-- EXERCISE DESCRIPTION --
Each line of the listing must be transcribed exactly, except for the images, which should be excluded.

• • • • • • •

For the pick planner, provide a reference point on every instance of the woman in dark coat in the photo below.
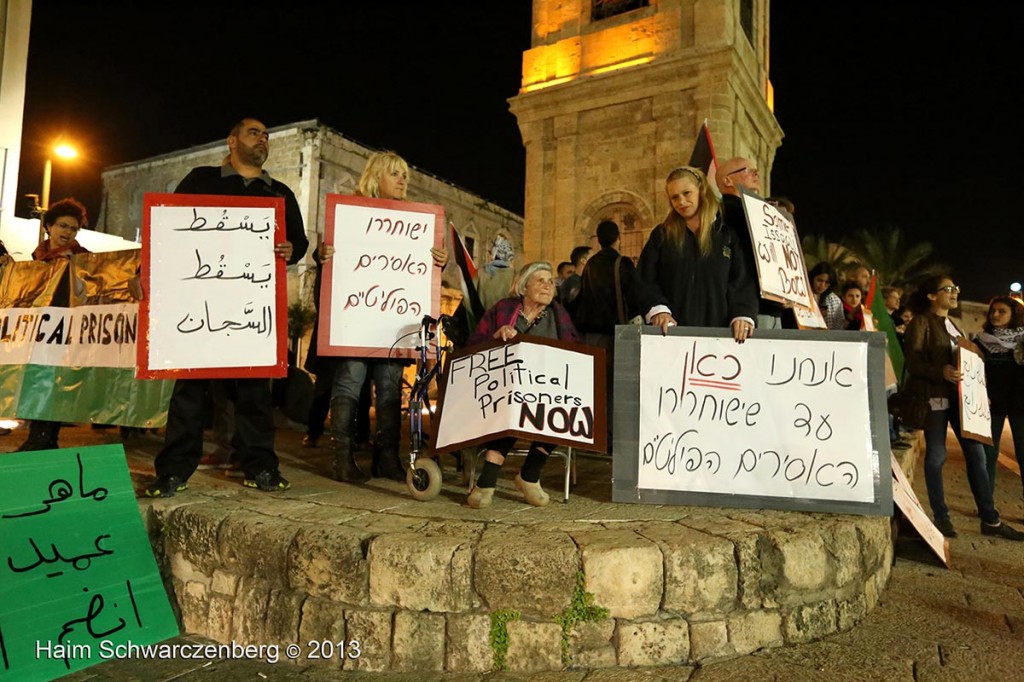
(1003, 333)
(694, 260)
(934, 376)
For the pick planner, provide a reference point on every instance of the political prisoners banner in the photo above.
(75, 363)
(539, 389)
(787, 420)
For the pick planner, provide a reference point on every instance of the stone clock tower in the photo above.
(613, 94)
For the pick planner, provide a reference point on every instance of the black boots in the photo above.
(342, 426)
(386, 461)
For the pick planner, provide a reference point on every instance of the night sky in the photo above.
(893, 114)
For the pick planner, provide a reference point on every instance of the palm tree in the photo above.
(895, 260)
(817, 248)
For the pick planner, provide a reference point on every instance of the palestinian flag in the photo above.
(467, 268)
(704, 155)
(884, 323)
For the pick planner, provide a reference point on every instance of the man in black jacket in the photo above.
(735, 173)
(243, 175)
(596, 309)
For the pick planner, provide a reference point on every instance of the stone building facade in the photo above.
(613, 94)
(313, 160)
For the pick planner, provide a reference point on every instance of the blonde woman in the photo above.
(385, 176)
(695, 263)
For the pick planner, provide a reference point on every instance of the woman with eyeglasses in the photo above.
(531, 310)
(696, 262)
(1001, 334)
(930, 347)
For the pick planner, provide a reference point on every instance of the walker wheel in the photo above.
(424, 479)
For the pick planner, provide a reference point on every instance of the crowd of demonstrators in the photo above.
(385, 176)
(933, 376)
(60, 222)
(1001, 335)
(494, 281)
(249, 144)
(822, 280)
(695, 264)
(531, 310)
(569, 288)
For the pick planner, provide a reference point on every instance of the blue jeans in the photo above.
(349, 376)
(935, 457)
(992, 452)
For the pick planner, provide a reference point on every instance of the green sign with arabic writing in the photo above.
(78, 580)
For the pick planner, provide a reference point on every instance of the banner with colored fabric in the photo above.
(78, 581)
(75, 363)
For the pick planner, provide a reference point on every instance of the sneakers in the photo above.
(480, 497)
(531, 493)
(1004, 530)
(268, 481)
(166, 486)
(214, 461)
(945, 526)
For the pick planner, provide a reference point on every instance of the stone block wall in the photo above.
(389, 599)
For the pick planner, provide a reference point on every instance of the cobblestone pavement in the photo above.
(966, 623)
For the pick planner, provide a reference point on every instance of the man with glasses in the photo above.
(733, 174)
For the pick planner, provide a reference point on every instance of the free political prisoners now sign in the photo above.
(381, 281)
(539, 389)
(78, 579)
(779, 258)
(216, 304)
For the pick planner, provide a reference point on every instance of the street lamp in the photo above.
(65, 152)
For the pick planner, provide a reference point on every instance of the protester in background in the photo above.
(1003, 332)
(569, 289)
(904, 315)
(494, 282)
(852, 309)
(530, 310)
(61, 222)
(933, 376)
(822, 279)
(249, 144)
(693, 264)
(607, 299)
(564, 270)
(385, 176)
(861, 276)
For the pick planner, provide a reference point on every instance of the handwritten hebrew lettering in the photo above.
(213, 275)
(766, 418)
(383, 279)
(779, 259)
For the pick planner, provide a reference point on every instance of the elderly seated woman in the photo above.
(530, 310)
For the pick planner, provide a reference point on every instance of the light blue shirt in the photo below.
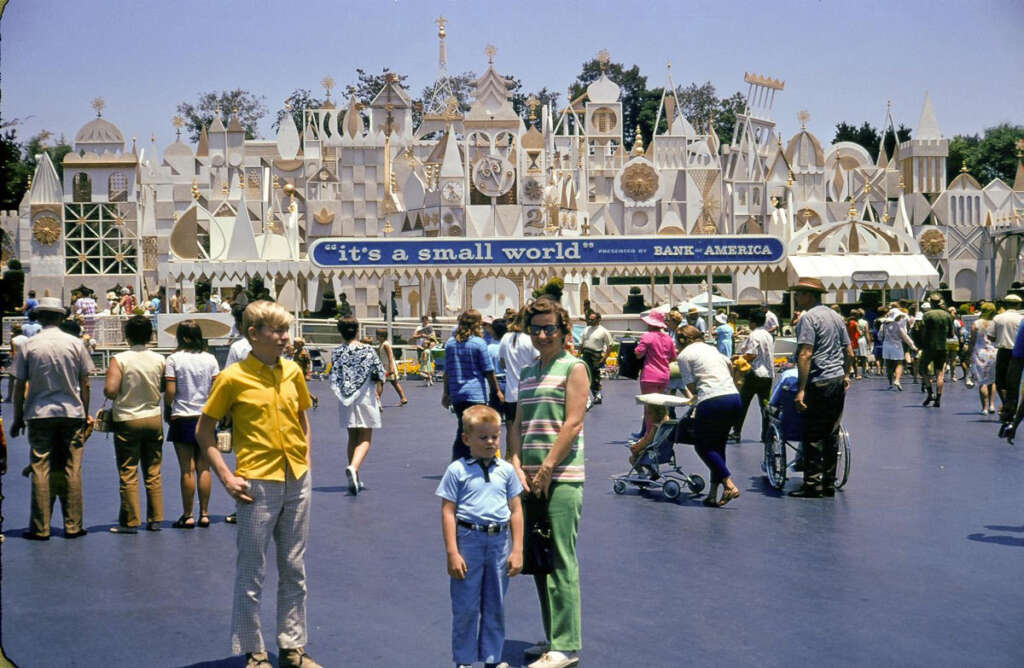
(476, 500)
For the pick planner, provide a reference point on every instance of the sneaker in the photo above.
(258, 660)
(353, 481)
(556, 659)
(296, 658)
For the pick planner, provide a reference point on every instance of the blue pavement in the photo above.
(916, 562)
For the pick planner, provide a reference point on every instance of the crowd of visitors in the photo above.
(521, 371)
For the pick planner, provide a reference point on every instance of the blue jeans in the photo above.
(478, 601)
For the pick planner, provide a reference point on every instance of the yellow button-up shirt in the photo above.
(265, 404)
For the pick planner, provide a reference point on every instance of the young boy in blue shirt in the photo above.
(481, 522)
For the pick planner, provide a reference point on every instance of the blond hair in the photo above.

• • • • • • •

-- RESULT BELOW --
For the pick planner, provide a reference point on every instance of the woman in dark coat in the photo below.
(1003, 333)
(694, 260)
(934, 376)
For the pick planner, provide a reference point on every instance of the political prisoners banner in the photo above.
(75, 363)
(539, 389)
(787, 420)
For the pick planner, provide a reference point on every instance of the stone clock tower in the photo above.
(613, 94)
For the pick planner, provide a reference point on every instance of the black boots in the photo above.
(342, 426)
(386, 461)
For the pick planner, provide a reference point on every instance of the night sky in the photo above.
(893, 114)
For the pick planner, provide a reference point on every instance of the palm tree in the photo above.
(895, 260)
(817, 248)
For the pick planner, provide a reference point on every instance of the palestinian flag in the photo above.
(467, 268)
(704, 155)
(884, 323)
For the pick planner, provide a reference point on every instance of the man in black jacket in the photo above.
(735, 173)
(243, 175)
(596, 309)
For the pick planner, provide a reference point on every instance of the stone building facade in the photo above.
(613, 94)
(313, 160)
For the pick planner, provide a reference point on every instance of the blonde woman in the photo above.
(385, 176)
(695, 263)
For the pick planner, provide a reference point on every instance of the woman with eyeglasses in the photo above.
(531, 310)
(696, 262)
(1001, 334)
(930, 347)
For the pick planner, provide a reference point on every instance of the walker wheel in the photo above.
(424, 479)
For the pick planner, provide a reference point on every instance of the crowd of demonstrators in the photo above.
(385, 176)
(933, 376)
(60, 222)
(1001, 335)
(494, 281)
(249, 144)
(822, 280)
(695, 264)
(531, 310)
(569, 288)
For the pick planner, provide a reference point on every instance of the blue jeans in the photo above.
(349, 376)
(935, 457)
(992, 452)
For the pick planner, provide a reference point on every instance of the green sign with arabic writing in the photo above.
(78, 580)
For the pick planner, provide a reference point on every instance of the banner with colored fabric in the photo above.
(78, 581)
(75, 363)
For the pick planner, provide a reference point on every instance of the sneakers in the photo above.
(480, 497)
(531, 493)
(1004, 530)
(268, 481)
(166, 486)
(214, 461)
(945, 526)
For the pick planner, provide a reference point on every instance of the stone block wall in the photo above.
(389, 599)
For the pick planner, provide a reference point on every instance of the cobblestone pavement in the photo above.
(966, 623)
For the pick planner, provide a reference point on every instance of the man with glasses in the photo above.
(733, 174)
For the pick planner, provide a reference point on every instance of the free political prisoners now sign in the photo above.
(381, 281)
(539, 389)
(78, 579)
(779, 258)
(216, 304)
For the pick planner, provide a reference point on every instance of the street lamp in the photo above.
(65, 152)
For the pick planner, provide a reference point on every instance of the protester in background in the photo above.
(1003, 332)
(569, 289)
(904, 315)
(494, 282)
(852, 309)
(530, 310)
(61, 222)
(933, 376)
(822, 279)
(249, 144)
(693, 264)
(607, 299)
(564, 270)
(385, 176)
(861, 276)
For the pick planner, provide a reference point on every instance of the handwritten hebrew lettering in the photo above.
(213, 275)
(766, 418)
(383, 279)
(779, 259)
For the pick planner, provide a reference point on every instance of the elderly seated woman in the photo above.
(530, 310)
For the pick planner, provide a reference point on every instance of the light blue shirt in the photo below.
(476, 500)
For the pick planner, provide a reference point on every instance of the sneaker in the photo above.
(258, 660)
(353, 481)
(556, 659)
(296, 658)
For the pick planner, provide a reference point on every instance of the blue pavement in the photo above.
(916, 562)
For the pick planner, provide a reference point on every instance of the crowd of visitors in the photo above.
(521, 371)
For the pick planner, provide a reference point on every instance of the blue jeans in the photo above.
(478, 601)
For the pick planner, provide a reference point on every instance of the yellow button-up shirt in the photo above.
(265, 404)
For the pick planner, provide a reference point on every instance of the young boy in blue shirt in the photo above.
(481, 522)
For the pick planner, provide a reference point on every instance of the blond hair in the photo above.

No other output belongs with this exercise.